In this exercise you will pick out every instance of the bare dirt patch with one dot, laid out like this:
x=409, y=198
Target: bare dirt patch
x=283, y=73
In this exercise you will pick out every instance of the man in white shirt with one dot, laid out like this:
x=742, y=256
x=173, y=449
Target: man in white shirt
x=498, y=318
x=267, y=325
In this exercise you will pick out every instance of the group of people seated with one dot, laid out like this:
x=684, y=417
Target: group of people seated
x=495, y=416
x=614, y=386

■ Goal of the exercise ■
Begin with the line that contains "x=173, y=449" and print each line exactly until the data ends, including the last line.

■ Result of this task ■
x=173, y=449
Target: man in white shirt
x=498, y=318
x=267, y=325
In this exercise you will pick out every instance of the group of people seated with one dot, laid out like this:
x=684, y=417
Target: group of people seated
x=495, y=416
x=614, y=386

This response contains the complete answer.